Abstracts

ARTICLE

An alternative LC-UV procedure for the determination of prochloraz residues in fruits

Sandro Navickiene^* * e-mail: sandnavi@ufs.br FAPESP helped in meeting the publication costs of this article. , I; Maria Lúcia Ribeiro^II

^IDepartamento de Química, Universidade Federal de Sergipe, 49100-000 São Cristóvão-SE, Brazil

^IIInstituto de Química, Universidade Estadual Paulista, 14810-970 Araraquara-SP, Brazil

ABSTRACT

An alternative method using liquid chromatography with UV detection for the determination of prochloraz as 2,4,6-trichlorophenol in mango, papaya and orange is described. Ethyl acetate, acetone and dichloromethane were tested for extraction of prochloraz from the fruits. After extraction the residue of prochloraz was derivatized with pyridine hydrochloride. The analysis was carried out using liquid chromatography with UV detection and gas chromatography with electron-capture detection. Average recoveries of prochloraz from spiked fruits (0.1 and 0.2 mg kg^-1) ranged from 80% to 94% with relative standard deviations between 5.6% and 12.6% (n=8). Detection and quantification limits were 0.05 and 0.1 mg kg^-1, respectively. The LC-UV method was applied to mango and papaya samples submitted to dip treatment with a prochloraz formulation under laboratory conditions. In addition, fruit samples obtained from local markets were analysed.

- - - -

**WRITTEN EXERCISE A**.
In the abstract on prochloraz residues in fruits, what reagent was used to derivatize the prochloraz residue after extraction?
**WRITTEN EXERCISE B**.
Continue the abstract on prochloraz residues in fruits from the point where it stops.

**DATASET**.
- - - -

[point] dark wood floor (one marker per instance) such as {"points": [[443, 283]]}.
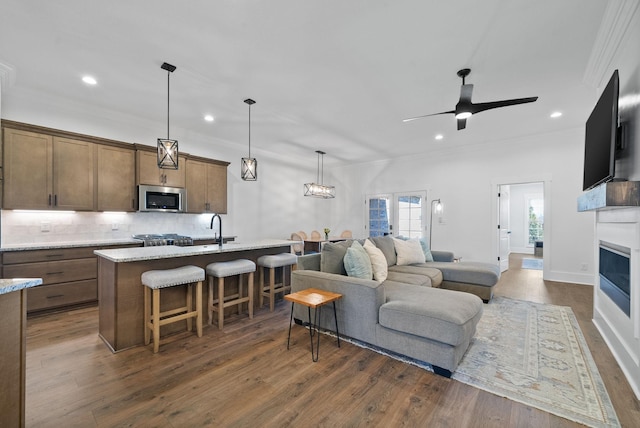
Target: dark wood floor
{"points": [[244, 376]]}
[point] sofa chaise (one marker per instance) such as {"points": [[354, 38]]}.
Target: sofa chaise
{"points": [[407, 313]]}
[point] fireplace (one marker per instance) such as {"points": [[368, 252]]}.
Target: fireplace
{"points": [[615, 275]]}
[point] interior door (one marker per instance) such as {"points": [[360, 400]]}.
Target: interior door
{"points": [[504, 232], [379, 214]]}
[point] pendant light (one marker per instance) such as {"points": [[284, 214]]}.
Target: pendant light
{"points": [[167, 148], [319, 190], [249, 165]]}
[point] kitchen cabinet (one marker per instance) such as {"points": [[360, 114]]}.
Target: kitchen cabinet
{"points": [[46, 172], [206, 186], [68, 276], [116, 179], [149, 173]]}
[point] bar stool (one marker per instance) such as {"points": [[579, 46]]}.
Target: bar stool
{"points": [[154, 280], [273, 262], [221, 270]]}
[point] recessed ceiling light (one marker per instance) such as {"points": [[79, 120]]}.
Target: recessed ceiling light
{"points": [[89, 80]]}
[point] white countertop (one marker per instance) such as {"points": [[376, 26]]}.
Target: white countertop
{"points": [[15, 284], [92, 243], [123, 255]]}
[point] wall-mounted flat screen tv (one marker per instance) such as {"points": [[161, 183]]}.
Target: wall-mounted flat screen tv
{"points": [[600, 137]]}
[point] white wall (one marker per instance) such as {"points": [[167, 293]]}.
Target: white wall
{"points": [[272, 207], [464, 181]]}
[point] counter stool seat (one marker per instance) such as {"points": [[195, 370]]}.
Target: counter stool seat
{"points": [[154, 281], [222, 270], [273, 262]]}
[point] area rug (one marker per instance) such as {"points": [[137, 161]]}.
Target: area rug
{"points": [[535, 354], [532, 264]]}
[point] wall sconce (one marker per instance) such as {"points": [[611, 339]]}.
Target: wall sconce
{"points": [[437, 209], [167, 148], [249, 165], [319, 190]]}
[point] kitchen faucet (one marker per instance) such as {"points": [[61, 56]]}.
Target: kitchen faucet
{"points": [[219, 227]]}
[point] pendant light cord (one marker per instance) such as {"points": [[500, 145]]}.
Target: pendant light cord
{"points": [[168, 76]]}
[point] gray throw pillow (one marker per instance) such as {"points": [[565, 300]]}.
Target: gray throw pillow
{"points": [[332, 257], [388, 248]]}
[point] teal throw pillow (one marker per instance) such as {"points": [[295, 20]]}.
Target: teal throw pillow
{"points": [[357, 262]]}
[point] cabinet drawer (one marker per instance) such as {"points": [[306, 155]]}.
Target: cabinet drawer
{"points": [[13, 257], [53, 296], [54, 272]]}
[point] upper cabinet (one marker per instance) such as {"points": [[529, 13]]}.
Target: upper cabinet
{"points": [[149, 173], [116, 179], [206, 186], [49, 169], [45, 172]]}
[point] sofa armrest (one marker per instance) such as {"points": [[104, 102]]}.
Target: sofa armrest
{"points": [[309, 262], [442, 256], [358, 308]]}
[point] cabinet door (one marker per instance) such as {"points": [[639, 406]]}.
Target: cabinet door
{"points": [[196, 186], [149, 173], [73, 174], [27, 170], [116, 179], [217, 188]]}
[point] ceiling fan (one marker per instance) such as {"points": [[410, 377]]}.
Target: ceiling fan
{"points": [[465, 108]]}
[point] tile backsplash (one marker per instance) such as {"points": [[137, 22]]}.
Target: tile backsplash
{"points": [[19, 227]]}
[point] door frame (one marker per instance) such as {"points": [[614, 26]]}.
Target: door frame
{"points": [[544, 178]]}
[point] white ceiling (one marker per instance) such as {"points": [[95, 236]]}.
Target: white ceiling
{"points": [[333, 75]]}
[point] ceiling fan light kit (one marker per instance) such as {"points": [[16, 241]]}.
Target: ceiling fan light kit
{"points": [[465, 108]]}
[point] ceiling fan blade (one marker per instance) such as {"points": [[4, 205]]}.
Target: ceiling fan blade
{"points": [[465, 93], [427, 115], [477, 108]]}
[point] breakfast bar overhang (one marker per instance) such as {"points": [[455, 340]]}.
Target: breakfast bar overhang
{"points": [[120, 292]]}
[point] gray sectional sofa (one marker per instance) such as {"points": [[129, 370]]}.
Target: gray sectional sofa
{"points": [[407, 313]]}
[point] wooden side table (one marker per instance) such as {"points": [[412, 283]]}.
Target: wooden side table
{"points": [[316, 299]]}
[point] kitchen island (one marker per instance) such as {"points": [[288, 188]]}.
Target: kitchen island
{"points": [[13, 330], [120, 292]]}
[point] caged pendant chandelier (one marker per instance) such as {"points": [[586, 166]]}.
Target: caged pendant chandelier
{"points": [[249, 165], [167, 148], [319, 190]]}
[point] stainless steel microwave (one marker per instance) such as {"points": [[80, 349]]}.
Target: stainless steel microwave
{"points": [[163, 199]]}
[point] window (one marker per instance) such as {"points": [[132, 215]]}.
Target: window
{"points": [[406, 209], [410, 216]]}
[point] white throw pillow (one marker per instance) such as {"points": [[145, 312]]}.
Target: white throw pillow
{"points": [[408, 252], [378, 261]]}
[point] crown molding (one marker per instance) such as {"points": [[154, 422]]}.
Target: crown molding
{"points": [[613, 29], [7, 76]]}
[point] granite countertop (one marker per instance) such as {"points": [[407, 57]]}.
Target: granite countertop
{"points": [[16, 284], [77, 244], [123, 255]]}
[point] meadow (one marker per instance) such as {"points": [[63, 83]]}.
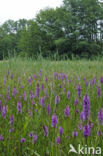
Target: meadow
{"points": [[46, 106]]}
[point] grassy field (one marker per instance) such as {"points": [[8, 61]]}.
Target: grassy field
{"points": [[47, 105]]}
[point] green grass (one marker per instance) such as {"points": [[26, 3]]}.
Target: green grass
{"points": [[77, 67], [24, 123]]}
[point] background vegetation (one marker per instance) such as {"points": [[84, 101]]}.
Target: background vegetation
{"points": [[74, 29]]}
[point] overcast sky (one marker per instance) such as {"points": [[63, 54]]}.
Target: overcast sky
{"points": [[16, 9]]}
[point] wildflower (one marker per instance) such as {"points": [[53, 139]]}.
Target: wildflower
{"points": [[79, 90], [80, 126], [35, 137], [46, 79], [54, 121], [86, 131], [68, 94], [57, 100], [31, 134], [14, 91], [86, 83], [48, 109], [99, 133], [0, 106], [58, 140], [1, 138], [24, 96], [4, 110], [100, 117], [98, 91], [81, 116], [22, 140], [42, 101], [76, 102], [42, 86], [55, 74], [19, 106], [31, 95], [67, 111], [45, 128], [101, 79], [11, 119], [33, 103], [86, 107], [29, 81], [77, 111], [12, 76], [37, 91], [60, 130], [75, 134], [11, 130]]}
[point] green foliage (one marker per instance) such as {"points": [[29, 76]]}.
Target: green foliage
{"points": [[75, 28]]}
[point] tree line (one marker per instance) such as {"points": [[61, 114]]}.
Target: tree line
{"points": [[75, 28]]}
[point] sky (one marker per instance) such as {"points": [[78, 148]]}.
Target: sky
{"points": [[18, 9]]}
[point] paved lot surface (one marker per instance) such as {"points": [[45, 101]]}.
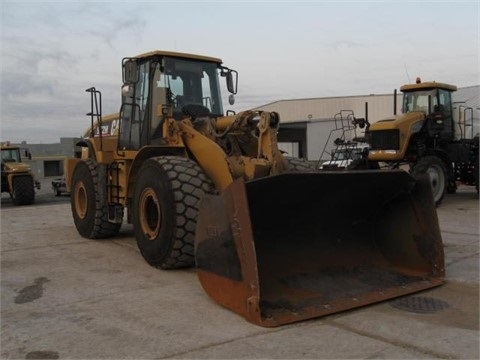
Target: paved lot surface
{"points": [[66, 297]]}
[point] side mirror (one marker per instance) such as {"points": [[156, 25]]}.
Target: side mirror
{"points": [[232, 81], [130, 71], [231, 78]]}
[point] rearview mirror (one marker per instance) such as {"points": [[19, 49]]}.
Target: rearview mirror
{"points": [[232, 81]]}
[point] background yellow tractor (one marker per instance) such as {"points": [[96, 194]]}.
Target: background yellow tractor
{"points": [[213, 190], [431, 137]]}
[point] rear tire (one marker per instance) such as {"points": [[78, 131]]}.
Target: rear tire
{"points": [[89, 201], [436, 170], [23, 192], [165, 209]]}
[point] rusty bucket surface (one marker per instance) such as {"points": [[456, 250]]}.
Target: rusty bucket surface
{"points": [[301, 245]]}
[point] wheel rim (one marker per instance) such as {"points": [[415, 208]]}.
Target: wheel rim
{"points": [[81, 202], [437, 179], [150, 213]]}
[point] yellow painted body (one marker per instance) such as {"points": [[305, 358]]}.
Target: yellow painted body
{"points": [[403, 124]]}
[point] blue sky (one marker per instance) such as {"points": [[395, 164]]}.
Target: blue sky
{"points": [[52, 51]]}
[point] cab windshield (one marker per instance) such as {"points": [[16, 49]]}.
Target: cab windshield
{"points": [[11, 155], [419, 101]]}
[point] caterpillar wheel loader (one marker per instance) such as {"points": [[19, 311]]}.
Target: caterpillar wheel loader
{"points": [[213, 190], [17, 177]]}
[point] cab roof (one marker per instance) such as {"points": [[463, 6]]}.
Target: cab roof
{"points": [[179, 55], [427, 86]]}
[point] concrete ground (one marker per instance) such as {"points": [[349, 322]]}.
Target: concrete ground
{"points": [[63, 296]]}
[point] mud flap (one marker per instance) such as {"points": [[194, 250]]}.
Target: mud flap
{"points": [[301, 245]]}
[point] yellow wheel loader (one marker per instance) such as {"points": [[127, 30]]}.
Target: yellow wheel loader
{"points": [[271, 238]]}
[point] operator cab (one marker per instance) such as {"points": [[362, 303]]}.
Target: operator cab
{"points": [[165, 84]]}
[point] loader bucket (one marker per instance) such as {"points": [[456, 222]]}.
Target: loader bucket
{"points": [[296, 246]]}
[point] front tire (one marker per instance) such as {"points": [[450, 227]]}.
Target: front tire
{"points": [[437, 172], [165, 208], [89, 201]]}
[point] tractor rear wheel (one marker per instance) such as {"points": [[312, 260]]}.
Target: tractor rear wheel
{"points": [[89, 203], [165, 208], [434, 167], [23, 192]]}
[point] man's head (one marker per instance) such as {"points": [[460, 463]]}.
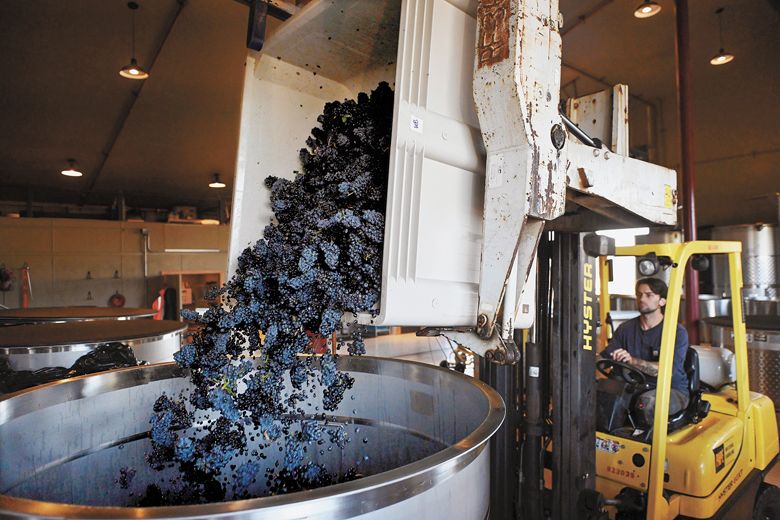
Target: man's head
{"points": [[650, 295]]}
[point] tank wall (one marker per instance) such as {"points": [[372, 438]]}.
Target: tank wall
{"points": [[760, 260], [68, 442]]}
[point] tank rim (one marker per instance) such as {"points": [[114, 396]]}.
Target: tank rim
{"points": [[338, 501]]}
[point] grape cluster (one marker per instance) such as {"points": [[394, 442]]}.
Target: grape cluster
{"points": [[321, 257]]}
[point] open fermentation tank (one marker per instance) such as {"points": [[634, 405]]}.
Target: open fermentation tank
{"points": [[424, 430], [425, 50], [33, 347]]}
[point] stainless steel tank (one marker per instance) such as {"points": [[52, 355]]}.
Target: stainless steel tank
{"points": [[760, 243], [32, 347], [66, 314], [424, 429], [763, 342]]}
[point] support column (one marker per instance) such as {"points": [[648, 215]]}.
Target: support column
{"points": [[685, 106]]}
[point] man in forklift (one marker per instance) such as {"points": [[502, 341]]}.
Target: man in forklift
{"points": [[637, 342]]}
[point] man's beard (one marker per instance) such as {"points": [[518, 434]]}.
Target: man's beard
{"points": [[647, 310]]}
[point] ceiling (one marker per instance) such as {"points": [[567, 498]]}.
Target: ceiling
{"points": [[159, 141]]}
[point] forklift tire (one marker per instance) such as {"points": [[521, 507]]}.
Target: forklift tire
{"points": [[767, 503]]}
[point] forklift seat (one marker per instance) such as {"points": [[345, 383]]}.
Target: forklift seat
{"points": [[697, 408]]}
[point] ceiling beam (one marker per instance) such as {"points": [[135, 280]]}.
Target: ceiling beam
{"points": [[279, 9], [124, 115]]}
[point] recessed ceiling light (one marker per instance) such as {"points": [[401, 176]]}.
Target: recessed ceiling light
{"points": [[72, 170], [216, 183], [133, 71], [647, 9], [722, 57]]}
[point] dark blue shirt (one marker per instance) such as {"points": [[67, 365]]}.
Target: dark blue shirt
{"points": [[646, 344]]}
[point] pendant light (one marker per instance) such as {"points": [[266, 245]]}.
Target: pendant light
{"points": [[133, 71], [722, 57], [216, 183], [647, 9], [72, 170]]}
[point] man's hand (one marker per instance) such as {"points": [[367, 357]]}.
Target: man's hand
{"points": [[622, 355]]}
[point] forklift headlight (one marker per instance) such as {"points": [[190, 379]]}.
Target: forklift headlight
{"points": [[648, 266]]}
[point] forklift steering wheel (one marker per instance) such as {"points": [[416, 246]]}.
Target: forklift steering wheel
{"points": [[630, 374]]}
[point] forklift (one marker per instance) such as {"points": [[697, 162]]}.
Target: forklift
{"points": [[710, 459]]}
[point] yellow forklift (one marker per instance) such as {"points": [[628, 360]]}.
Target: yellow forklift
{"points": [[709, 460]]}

- - - -

**WRITTEN ANSWER A**.
Pyridine hydrochloride.

**WRITTEN ANSWER B**.
Keywords: fruit, food analysis, prochloraz, fungicides, pesticides, derivatization

RESUMO

Um método alternativo, utilizando cromatografia líquida com detecção espectrofotométrica, para análise de procloraz como o produto de degradação 2,4,6-triclorofenol em manga, mamão e laranja é descrito. Acetato de etila, acetona e diclorometano foram testados para a extração de procloraz das frutas. Após a extração, procloraz foi submetido a uma reação com cloridrato de piridina para gerar o derivado 2,4,6-triclorofenol. A análise foi realizada por cromatografia líquida com detector espectrofotométrico e por cromatografia gasosa com detecção por captura de elétrons. Recuperações médias de frutas fortificadas (0,1 e 0,2 mg kg^-1) variaram de 80 a 94% com coeficiente de variação entre 5,6% e 12,6% (n=8). Os limites de detecção e quantificação foram 0,05 e 0,1 mg kg^-1, respectivamente. O método alternativo foi aplicado a amostras de manga e mamão, as quais foram tratadas por imersão em solução da formulação de procloraz sob condições de laboratório. Além disso, amostras de frutas de mercados locais foram analisadas.

Introduction

The fungicide prochloraz, N-propyl-N-[2-(2,4,6-trichlorophenoxy)-ethyl]imidazole-1-carboxamide, Figure 1, has been employed to control leaf scab and grey mold on fruits, vegetables and ornamentals.^{1, 2} In Brazil, prochloraz has been released by the legislation for field application on apple, orange, tomato, wheat, rice and ornamentals and also as a postharvest fungicide on mango and papaya.³ However, a potential problem affecting the quality of the fruit is the appearance of fungicide residues. So, regular monitoring of fruit for fungicide content is required.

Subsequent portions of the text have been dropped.